**INPUT FOR THIS TASK:**
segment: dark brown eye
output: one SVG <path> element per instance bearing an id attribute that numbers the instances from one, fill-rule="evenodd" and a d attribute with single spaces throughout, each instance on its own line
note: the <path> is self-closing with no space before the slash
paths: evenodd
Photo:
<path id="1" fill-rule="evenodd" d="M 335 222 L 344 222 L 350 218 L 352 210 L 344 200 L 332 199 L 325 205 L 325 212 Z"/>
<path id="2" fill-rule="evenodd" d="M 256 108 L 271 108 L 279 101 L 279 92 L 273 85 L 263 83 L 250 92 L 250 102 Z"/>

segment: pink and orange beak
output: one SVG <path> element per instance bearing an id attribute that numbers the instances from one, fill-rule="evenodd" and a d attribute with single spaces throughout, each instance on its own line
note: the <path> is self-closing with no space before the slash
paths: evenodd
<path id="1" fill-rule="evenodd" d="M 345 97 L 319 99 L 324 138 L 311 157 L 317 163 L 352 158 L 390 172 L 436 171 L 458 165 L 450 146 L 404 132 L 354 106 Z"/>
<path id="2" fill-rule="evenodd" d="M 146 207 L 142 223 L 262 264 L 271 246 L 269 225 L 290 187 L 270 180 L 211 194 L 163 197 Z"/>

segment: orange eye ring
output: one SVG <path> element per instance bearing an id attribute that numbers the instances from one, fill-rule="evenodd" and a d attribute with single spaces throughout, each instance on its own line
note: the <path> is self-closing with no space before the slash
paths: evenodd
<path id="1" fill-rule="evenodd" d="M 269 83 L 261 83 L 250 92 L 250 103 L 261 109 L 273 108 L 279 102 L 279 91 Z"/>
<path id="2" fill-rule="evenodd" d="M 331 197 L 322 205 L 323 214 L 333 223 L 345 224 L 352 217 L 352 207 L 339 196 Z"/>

**WHAT IS NEEDED:** Write out the full listing above again, line for line and character for character.

**WRITTEN RESPONSE:**
segment: dark brown eye
output: one SVG <path> element per instance bearing an id attribute that numbers the instances from one, fill-rule="evenodd" and a d attribute with single spaces throughout, each instance on its own line
note: the <path> is self-closing with no space before the slash
paths: evenodd
Photo:
<path id="1" fill-rule="evenodd" d="M 335 222 L 344 222 L 350 218 L 352 210 L 344 200 L 332 199 L 325 205 L 325 212 Z"/>
<path id="2" fill-rule="evenodd" d="M 256 108 L 271 108 L 279 101 L 279 92 L 273 85 L 263 83 L 250 92 L 250 102 Z"/>

segment: pink and orange beak
output: one SVG <path> element per instance bearing an id attribute that numbers the instances from one, fill-rule="evenodd" and a d attribute with single spaces throughout, each instance on its own line
note: the <path> is self-closing with no space before the slash
paths: evenodd
<path id="1" fill-rule="evenodd" d="M 345 97 L 319 99 L 324 138 L 311 157 L 317 163 L 352 158 L 390 172 L 436 171 L 458 165 L 450 146 L 404 132 L 354 106 Z"/>
<path id="2" fill-rule="evenodd" d="M 146 207 L 142 223 L 262 264 L 271 246 L 269 225 L 290 187 L 270 180 L 211 194 L 163 197 Z"/>

segment: orange eye ring
output: one SVG <path> element per instance bearing an id attribute that numbers the instances from one, fill-rule="evenodd" and a d attribute with single spaces throughout, each instance on its own line
note: the <path> is self-closing with no space before the slash
paths: evenodd
<path id="1" fill-rule="evenodd" d="M 269 83 L 261 83 L 250 92 L 250 103 L 261 109 L 273 108 L 279 102 L 279 91 Z"/>
<path id="2" fill-rule="evenodd" d="M 331 197 L 322 205 L 323 214 L 333 223 L 345 224 L 352 217 L 352 207 L 339 196 Z"/>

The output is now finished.